• _Written task_
Every line from the one with "line, e.g. (185,231)." to the end of the data needs to be copied exactly, and no line before it.

• _Collected data_
= = = =
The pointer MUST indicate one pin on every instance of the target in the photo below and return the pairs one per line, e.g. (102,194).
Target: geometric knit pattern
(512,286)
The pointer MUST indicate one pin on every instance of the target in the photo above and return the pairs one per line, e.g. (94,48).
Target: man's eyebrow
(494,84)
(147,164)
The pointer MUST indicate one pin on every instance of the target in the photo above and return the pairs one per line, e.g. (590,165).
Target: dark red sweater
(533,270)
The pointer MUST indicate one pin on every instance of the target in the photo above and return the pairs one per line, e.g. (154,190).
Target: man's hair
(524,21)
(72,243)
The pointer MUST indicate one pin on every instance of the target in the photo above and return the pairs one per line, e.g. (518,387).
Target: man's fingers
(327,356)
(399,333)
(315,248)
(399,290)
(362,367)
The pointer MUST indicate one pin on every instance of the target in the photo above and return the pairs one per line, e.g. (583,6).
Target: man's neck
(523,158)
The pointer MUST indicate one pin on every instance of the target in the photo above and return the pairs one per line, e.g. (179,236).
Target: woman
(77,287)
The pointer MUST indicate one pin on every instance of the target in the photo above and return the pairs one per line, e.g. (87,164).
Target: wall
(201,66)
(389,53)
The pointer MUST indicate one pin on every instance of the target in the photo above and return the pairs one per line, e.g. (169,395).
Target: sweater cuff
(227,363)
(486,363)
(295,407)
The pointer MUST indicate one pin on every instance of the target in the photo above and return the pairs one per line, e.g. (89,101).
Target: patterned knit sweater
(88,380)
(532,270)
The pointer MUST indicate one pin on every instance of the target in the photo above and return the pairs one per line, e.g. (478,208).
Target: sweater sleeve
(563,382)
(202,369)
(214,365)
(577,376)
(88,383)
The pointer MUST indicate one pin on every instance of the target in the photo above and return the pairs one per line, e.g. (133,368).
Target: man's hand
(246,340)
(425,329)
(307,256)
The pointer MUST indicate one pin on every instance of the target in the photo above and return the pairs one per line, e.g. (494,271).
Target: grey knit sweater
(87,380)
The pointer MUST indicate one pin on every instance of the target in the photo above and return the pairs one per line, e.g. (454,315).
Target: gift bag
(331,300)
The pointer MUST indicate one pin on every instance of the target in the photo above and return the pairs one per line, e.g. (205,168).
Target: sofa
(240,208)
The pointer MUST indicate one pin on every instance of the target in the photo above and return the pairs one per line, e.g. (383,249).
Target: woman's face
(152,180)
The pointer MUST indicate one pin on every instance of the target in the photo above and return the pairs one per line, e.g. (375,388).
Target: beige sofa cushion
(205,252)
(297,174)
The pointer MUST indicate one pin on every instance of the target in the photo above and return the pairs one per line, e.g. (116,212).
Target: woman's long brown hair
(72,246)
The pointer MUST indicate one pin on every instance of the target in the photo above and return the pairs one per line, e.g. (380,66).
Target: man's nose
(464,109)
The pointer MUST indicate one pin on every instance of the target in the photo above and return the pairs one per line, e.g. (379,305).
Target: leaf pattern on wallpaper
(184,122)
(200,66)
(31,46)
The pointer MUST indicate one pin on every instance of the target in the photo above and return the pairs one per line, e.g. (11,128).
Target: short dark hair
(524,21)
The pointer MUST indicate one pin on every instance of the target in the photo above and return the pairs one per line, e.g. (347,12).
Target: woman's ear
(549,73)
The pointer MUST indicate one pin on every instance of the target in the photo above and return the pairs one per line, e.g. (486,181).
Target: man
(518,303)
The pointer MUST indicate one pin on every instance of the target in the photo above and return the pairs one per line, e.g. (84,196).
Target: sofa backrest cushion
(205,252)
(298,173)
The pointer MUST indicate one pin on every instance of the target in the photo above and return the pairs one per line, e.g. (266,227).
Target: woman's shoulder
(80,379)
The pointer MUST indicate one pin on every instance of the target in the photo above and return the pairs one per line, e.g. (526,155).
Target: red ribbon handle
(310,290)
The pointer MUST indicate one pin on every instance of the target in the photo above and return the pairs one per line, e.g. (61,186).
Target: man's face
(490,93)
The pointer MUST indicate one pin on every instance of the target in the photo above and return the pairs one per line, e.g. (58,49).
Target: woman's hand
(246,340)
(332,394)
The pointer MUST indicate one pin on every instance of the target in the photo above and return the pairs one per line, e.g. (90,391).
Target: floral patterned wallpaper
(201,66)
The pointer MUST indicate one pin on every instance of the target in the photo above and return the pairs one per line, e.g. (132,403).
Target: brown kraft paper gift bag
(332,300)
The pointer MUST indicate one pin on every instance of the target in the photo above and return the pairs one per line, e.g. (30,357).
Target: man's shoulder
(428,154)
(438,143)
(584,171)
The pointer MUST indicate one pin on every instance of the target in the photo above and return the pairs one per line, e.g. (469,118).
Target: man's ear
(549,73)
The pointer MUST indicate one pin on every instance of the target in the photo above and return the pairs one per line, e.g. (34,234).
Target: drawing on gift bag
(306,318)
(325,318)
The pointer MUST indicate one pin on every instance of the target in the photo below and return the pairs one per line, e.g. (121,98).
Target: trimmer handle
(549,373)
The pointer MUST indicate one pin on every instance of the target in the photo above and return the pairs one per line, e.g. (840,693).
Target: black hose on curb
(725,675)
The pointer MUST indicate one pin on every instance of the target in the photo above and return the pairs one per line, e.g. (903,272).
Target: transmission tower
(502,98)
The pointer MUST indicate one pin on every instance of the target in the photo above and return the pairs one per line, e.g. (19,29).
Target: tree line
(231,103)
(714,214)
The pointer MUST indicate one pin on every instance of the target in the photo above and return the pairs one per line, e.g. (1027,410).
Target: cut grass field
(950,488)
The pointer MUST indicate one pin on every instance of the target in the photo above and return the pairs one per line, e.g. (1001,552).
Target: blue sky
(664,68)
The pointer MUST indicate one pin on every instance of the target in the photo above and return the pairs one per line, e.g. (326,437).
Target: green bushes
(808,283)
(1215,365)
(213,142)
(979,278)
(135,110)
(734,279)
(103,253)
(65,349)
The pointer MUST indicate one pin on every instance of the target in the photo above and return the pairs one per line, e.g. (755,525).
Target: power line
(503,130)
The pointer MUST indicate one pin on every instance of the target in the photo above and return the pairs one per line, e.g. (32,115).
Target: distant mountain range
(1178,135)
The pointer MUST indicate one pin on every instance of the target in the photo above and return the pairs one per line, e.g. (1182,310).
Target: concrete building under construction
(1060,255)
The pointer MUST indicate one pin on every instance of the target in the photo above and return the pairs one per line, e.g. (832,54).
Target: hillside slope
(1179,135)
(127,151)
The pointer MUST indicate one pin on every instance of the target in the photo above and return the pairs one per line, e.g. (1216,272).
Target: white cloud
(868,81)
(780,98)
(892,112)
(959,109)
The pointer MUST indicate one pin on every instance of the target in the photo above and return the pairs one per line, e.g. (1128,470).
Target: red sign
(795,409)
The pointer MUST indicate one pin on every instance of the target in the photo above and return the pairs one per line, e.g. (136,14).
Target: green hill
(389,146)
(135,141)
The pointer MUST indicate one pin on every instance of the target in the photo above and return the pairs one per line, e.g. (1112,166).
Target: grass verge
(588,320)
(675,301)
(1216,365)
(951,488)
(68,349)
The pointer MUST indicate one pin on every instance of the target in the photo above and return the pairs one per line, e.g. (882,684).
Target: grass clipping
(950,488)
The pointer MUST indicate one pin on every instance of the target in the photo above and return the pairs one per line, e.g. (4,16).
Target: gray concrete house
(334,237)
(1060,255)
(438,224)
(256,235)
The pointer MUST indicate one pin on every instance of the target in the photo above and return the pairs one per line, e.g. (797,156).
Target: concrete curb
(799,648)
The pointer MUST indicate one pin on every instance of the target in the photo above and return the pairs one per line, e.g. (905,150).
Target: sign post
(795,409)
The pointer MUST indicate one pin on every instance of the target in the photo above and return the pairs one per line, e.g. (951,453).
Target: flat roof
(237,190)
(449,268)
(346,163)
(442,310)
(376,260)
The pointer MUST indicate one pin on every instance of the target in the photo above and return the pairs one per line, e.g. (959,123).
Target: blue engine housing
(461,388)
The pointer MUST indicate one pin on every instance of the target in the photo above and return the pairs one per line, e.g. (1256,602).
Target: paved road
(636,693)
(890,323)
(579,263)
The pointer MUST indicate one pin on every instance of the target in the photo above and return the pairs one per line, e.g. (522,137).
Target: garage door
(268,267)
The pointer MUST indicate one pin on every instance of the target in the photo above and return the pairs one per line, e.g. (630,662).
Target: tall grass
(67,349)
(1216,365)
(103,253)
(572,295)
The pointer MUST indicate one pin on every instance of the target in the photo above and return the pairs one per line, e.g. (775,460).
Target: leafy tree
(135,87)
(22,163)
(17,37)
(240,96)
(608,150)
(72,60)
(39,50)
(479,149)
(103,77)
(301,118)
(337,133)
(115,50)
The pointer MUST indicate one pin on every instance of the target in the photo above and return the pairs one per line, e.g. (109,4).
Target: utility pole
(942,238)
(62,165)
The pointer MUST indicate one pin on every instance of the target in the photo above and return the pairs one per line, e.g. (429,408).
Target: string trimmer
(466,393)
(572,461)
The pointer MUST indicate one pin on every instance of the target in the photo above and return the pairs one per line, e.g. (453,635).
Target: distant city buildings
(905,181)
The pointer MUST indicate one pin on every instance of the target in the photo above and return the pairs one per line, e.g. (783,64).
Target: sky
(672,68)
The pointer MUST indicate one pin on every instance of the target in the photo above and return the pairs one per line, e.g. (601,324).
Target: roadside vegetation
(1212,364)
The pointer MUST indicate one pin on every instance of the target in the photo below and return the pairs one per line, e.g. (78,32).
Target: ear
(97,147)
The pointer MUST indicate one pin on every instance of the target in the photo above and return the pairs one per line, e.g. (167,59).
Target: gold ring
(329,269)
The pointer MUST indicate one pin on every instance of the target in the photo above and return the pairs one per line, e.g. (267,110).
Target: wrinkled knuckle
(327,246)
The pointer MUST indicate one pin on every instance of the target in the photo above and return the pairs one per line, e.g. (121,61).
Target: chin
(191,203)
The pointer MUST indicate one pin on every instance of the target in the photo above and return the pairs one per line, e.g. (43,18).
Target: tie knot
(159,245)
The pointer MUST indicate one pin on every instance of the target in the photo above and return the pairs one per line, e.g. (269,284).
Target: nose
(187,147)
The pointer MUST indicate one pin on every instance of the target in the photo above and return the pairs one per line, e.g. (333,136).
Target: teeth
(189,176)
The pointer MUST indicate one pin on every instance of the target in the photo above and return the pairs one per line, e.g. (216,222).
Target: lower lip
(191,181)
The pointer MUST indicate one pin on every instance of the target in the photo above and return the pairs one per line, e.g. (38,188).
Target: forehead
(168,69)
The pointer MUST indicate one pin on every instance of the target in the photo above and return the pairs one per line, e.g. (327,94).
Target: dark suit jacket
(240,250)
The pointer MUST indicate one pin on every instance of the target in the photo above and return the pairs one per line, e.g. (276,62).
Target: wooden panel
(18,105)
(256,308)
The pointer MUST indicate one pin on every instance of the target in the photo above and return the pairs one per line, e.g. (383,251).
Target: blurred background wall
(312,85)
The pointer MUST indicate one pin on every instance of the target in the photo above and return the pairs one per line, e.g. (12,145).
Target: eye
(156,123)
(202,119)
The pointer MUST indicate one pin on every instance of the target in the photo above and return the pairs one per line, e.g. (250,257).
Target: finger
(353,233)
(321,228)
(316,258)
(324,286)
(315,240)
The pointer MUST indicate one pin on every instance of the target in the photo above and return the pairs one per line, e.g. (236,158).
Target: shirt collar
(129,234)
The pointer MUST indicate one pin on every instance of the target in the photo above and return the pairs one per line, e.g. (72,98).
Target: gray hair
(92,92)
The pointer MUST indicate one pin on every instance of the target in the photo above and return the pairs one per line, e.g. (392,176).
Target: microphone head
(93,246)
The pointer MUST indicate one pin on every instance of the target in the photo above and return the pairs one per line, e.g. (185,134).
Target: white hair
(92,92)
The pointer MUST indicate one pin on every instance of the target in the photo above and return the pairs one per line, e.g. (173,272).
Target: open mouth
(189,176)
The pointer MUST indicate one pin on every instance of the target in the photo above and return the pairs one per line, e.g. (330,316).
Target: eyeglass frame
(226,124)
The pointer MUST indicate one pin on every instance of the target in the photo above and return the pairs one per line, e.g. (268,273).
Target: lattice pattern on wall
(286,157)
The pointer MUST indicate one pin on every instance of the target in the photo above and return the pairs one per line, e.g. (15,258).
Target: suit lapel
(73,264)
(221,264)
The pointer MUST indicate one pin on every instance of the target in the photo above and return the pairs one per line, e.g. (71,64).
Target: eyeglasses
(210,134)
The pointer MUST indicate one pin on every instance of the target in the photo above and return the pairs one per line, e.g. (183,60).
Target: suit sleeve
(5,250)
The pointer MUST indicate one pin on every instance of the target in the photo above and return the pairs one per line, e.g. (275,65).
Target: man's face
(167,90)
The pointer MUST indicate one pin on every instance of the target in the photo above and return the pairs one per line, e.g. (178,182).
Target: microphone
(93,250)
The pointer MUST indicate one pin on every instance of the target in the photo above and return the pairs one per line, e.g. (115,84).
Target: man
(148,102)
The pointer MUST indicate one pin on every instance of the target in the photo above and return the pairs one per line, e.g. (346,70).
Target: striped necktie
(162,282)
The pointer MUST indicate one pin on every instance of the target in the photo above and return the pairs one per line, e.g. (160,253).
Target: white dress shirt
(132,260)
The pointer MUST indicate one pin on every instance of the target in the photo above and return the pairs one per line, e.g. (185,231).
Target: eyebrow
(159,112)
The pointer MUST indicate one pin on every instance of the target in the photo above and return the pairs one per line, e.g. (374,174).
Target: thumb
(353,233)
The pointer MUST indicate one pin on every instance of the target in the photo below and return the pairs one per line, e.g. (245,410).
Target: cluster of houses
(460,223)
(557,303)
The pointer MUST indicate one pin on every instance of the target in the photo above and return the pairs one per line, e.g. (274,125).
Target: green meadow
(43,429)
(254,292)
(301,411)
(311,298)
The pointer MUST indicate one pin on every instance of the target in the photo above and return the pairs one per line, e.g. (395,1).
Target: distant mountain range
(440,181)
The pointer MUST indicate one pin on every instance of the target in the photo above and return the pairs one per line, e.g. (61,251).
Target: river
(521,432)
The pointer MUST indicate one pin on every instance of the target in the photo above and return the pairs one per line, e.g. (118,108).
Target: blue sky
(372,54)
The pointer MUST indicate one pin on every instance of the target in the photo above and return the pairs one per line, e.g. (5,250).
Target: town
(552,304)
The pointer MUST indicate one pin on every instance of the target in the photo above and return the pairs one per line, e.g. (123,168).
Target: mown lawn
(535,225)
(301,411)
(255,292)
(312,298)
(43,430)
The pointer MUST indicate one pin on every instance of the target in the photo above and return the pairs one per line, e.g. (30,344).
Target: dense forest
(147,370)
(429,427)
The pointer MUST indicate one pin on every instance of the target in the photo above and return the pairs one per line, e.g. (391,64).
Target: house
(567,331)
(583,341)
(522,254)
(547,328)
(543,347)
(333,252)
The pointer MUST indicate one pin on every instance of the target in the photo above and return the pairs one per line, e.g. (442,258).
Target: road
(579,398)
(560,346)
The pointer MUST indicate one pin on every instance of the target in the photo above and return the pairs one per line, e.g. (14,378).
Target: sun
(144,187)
= = = =
• _Written solution_
The pointer MUST indicate one pin on every instance of the target in the photo above and return the pairs one per line, e.g. (185,231).
Target: eyebrow
(159,112)
The pointer MUST indicate one pin on every instance of the target in the photo above and return the pairs one per line, e.g. (374,174).
Target: thumb
(353,233)
The pointer MUST indicate one pin on every instance of the target in the photo below and return the pairs one per line, e.g. (245,410).
Target: cluster of houses
(460,223)
(557,303)
The pointer MUST indicate one pin on every instance of the target in the photo above and return the pairs one per line, e.g. (274,125).
Target: green meadow
(43,429)
(254,292)
(301,411)
(311,298)
The pointer MUST indicate one pin on every instance of the target in the photo above and return the pairs one per line, e.g. (395,1).
Target: distant mountain range
(440,181)
The pointer MUST indicate one pin on every instance of the target in the photo above and return the pairs one per line, e.g. (61,251).
Target: river
(521,432)
The pointer MUST indicate one pin on every instance of the target in the photo above and return the pairs one per line, e.g. (118,108).
Target: blue sky
(372,54)
The pointer MUST indicate one pin on every instance of the target in the photo above and return the pairs one per line, e.g. (5,250).
Target: town
(552,304)
The pointer MUST indicate one pin on every instance of the target in the photo above and return the pairs one per line, e.g. (123,168).
Target: mown lawn
(535,225)
(301,411)
(255,292)
(312,298)
(43,430)
The pointer MUST indicate one pin on every instance of the target in the photo above and return the pairs one per line, e.g. (30,344).
Target: dense forest
(147,370)
(429,427)
The pointer MUST indicate one pin on every instance of the target in the photo above and return the pairs one per line, e.g. (391,64).
Target: house
(567,331)
(583,341)
(522,254)
(547,328)
(543,347)
(333,252)
The pointer MUST indicate one pin on every instance of the target in the photo above and return the pairs one per line, e.g. (442,258).
Target: road
(579,398)
(560,346)
The pointer MUST indicate one pin on every instance of the target in the photo above and return the pairs one per line, e.g. (14,378).
Target: sun
(144,187)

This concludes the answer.